- _Task prompt_: Below are some entries. Copy each line that holds the string "disc".

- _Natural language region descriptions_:

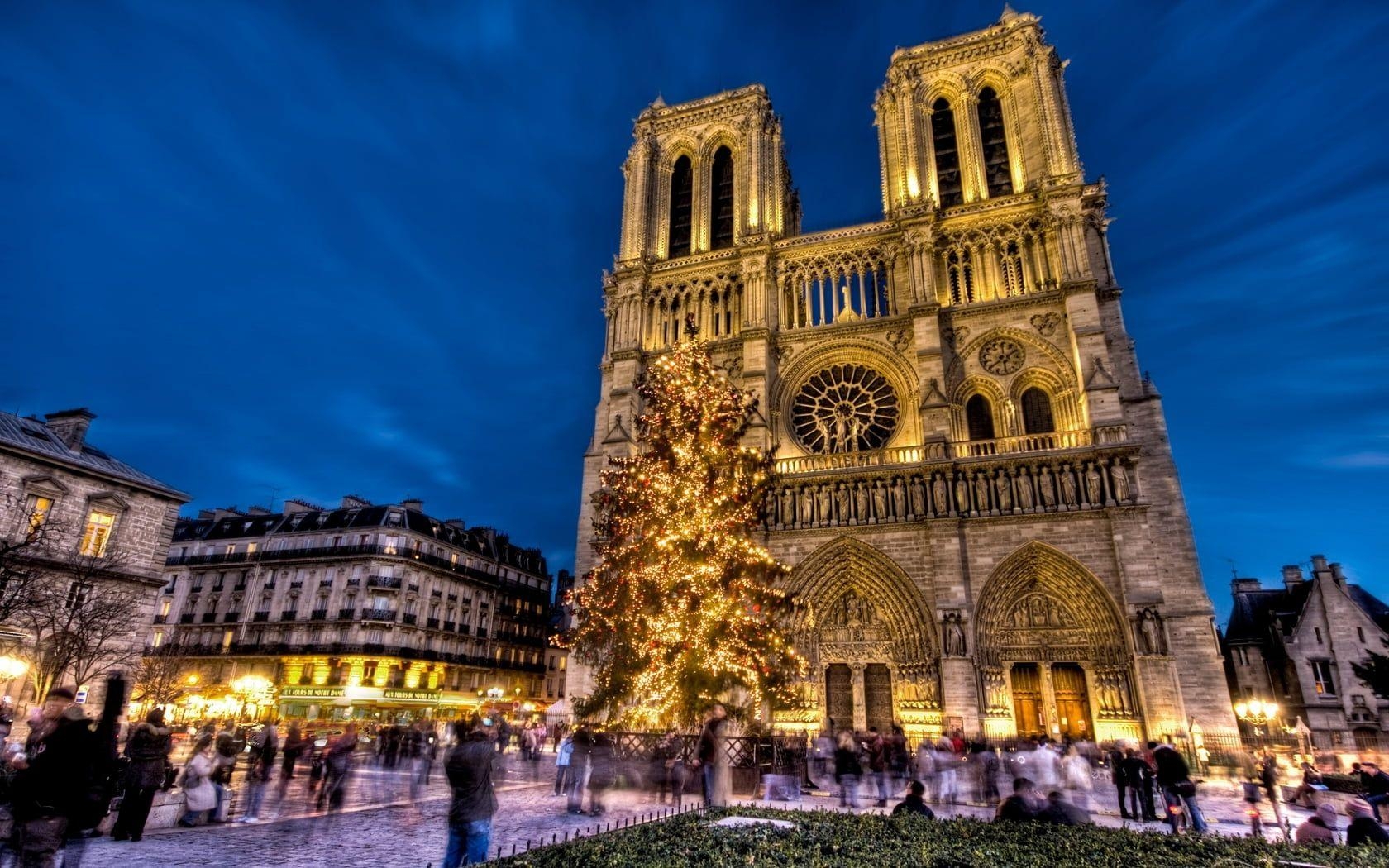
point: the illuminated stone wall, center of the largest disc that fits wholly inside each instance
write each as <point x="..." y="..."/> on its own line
<point x="955" y="403"/>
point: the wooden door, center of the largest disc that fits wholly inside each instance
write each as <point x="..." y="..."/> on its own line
<point x="1027" y="699"/>
<point x="839" y="696"/>
<point x="878" y="696"/>
<point x="1072" y="700"/>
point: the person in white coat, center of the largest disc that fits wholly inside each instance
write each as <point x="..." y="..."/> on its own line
<point x="199" y="790"/>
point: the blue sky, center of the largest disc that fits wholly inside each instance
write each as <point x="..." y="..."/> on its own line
<point x="308" y="249"/>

- _Reply to the task_:
point: the illuminated stone wall, center of the largest disc that fits wholly inside each instance
point: the wooden door, center of the largest disc that fits wholly inside each instance
point: the person in white coat, center of the largest disc that fits wholly inside each instance
point: the blue sky, center of the largest disc that fits wholly inside each instance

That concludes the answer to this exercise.